[Begin Records for the task]
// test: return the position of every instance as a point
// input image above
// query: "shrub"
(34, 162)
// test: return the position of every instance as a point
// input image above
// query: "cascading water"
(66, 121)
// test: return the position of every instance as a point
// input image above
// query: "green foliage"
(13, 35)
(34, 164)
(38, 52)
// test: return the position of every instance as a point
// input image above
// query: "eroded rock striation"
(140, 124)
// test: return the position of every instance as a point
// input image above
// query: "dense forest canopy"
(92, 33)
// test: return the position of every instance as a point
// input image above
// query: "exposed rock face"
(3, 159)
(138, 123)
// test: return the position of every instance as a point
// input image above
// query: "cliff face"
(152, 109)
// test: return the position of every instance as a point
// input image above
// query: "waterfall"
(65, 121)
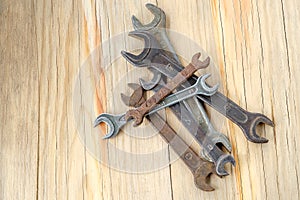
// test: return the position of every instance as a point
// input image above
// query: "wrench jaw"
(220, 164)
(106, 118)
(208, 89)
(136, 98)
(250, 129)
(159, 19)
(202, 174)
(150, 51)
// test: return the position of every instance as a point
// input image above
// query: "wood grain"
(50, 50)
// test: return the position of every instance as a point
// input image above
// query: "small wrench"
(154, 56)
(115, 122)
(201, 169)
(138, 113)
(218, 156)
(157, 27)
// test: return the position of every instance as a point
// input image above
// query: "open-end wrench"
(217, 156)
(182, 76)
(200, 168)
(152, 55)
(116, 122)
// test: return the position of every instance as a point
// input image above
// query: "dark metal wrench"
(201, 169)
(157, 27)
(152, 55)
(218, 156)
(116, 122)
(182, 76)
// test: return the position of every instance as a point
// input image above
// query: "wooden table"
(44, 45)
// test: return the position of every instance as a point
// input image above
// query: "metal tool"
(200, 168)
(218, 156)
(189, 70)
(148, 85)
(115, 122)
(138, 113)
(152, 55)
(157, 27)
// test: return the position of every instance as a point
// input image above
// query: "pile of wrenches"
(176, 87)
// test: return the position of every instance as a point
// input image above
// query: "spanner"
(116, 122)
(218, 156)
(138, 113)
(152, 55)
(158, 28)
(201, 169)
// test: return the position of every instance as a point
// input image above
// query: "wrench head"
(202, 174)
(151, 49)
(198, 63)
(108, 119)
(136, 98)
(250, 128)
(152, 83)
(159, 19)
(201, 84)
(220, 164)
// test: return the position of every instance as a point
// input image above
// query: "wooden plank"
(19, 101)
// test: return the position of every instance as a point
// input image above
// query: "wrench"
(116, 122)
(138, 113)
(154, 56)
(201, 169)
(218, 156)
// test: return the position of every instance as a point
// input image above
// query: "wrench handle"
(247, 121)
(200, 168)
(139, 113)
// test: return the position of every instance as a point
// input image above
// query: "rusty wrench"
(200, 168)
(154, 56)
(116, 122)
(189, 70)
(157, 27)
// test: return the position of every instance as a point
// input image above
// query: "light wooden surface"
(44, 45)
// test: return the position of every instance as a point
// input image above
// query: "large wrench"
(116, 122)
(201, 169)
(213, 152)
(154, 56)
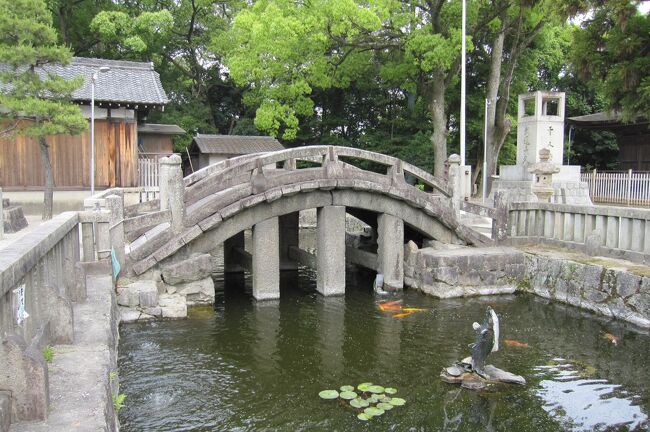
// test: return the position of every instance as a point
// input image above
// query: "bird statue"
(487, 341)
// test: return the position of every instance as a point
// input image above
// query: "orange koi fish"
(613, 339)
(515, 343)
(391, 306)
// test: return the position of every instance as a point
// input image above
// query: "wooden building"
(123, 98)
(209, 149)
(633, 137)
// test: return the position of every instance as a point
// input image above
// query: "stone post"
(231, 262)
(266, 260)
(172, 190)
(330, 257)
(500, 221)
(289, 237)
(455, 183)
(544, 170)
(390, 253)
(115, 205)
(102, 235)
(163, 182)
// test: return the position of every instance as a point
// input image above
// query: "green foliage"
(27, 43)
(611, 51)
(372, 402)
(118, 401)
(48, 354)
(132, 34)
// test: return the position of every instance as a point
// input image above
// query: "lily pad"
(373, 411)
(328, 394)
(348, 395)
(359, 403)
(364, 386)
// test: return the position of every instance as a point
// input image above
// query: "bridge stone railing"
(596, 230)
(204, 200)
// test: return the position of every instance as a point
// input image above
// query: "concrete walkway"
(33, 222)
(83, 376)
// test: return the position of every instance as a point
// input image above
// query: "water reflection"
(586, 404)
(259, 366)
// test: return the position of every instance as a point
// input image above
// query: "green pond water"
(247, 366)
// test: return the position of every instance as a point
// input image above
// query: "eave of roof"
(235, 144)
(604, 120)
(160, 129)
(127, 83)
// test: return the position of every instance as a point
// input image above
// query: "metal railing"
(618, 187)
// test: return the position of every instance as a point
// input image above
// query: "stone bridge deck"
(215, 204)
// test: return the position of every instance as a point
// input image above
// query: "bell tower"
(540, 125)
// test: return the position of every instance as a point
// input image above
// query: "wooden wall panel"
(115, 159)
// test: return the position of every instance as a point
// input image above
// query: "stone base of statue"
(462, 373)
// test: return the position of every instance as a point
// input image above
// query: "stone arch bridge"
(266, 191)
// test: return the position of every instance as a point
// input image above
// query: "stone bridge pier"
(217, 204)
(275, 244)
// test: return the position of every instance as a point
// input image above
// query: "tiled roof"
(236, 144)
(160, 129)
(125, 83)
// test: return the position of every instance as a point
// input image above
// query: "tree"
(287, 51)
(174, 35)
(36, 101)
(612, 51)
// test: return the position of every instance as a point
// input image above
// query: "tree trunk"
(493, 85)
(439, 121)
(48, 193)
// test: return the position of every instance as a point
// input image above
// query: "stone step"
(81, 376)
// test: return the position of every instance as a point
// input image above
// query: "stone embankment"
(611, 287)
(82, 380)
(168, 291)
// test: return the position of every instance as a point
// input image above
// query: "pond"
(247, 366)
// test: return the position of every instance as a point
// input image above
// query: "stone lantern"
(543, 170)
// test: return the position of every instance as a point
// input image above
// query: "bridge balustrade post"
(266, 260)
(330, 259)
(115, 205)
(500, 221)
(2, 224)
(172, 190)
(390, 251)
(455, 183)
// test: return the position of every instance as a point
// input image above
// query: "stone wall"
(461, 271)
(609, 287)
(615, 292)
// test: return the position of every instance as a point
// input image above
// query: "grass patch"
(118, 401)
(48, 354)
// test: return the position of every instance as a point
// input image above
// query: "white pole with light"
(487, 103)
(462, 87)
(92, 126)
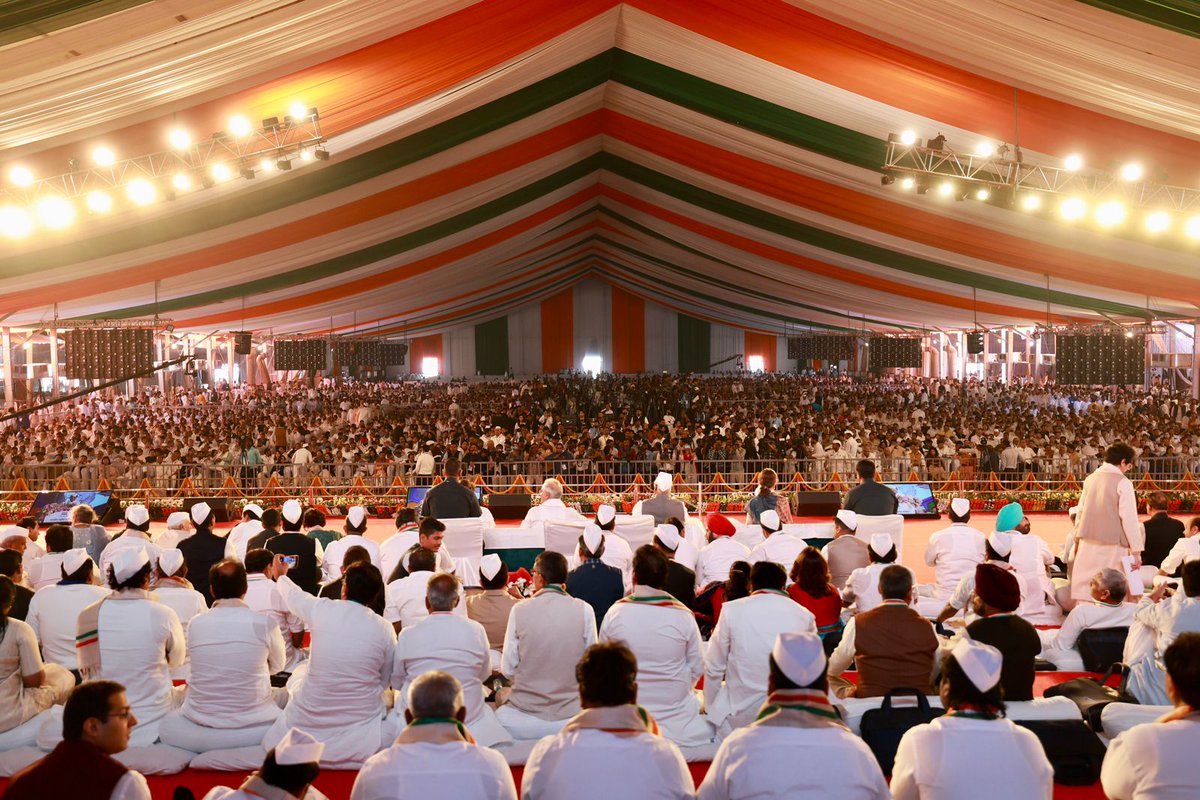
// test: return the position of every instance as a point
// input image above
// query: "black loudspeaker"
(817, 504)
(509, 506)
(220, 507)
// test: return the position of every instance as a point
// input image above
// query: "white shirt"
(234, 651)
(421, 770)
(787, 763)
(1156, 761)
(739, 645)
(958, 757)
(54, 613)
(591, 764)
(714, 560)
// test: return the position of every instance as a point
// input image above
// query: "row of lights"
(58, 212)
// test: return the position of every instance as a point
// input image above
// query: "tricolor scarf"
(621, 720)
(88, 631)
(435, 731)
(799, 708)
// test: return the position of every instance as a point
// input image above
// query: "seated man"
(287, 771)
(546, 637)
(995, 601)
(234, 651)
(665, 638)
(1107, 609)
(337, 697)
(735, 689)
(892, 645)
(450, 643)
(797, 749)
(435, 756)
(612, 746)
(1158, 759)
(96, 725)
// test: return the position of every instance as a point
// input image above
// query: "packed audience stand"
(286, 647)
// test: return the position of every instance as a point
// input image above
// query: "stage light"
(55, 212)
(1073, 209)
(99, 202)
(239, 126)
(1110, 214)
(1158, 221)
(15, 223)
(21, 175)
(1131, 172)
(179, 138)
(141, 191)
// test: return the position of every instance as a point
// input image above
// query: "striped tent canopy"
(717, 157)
[End Records for the task]
[Begin Records for the task]
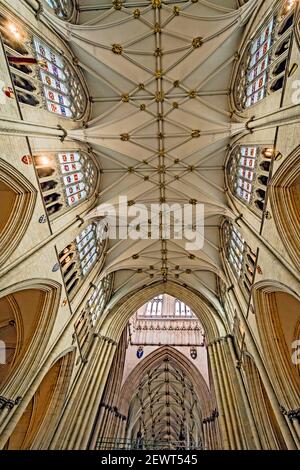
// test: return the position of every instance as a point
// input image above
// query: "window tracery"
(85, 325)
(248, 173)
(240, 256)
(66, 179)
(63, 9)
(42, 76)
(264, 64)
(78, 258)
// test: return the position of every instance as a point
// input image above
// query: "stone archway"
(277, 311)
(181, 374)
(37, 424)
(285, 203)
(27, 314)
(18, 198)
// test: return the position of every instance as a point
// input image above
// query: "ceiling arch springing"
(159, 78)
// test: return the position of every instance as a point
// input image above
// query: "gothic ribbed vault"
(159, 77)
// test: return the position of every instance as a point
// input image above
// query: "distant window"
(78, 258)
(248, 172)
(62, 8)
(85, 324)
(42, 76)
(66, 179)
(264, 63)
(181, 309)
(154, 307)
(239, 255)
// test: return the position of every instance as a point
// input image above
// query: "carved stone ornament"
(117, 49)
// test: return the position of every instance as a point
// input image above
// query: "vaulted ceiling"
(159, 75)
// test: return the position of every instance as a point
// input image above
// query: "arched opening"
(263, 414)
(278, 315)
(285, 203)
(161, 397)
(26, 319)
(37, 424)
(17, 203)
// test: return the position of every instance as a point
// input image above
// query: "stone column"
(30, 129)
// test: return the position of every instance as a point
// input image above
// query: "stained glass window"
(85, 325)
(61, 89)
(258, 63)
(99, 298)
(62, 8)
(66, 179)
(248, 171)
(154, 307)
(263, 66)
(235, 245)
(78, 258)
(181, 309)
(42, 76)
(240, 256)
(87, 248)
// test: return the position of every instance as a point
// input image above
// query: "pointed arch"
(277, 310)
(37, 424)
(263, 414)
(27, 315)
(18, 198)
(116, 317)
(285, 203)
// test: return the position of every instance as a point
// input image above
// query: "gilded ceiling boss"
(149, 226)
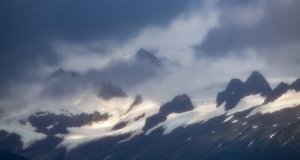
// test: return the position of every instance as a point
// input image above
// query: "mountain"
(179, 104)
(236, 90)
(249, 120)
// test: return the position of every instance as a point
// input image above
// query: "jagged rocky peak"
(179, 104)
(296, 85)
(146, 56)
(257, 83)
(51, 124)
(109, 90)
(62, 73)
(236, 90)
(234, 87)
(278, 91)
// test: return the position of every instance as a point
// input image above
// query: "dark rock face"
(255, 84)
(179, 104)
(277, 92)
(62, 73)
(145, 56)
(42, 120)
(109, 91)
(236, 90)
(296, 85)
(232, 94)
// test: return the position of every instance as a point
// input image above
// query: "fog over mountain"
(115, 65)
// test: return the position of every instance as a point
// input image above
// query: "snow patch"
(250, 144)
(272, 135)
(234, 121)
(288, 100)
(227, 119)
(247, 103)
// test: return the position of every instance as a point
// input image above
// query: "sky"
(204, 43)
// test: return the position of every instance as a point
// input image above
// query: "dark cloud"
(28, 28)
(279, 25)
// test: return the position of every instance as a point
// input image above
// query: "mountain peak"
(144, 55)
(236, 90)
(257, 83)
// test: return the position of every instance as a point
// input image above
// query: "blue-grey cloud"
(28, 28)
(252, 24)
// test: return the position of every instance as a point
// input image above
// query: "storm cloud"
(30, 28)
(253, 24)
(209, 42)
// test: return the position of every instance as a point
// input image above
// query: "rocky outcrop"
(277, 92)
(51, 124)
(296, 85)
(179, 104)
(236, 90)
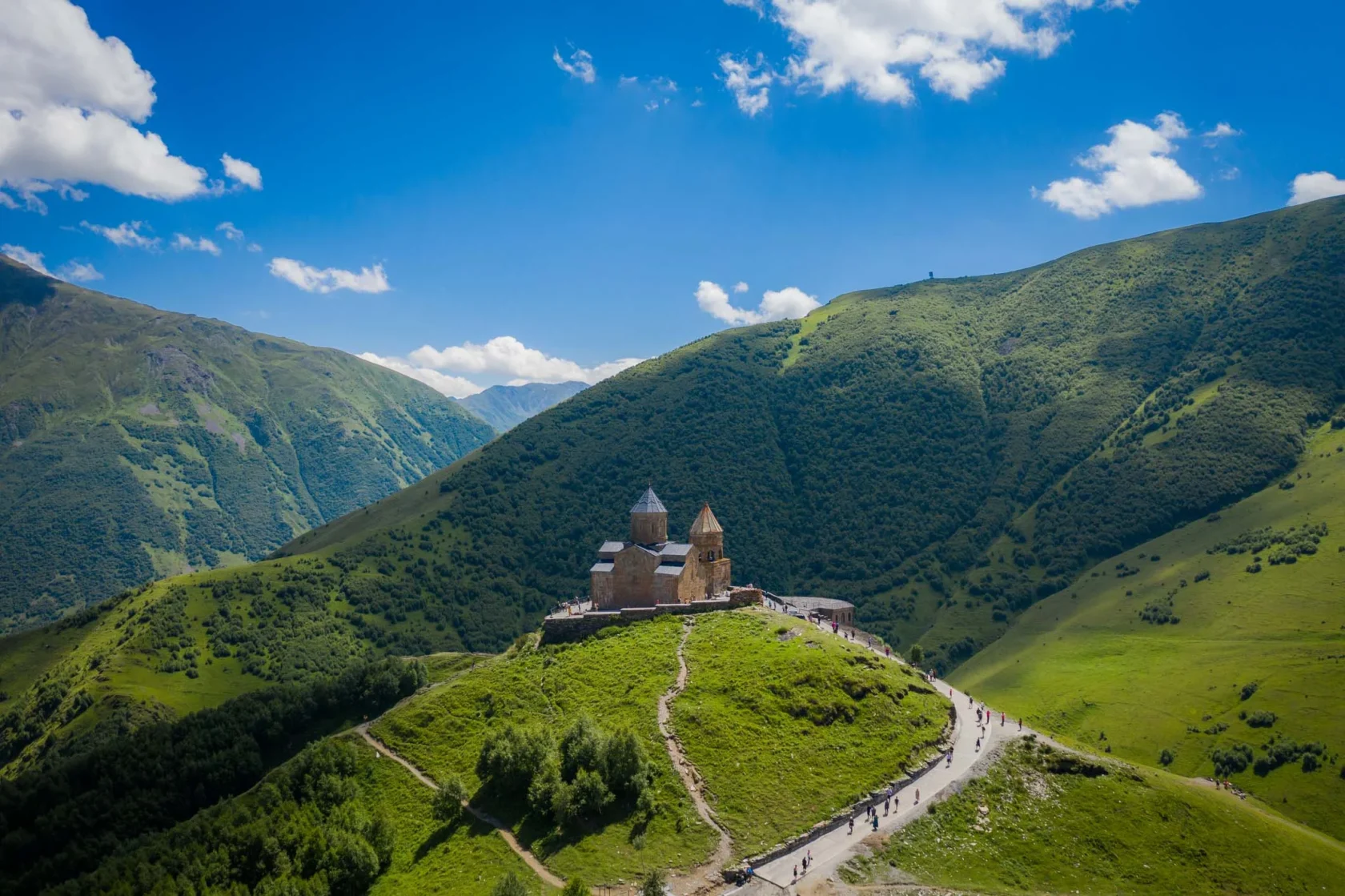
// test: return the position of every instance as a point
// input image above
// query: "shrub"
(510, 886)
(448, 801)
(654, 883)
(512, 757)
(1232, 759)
[End Records for the task]
Task directions: Count the lines in the entries above that contain the word "metal" and give only that number.

Task solution: 3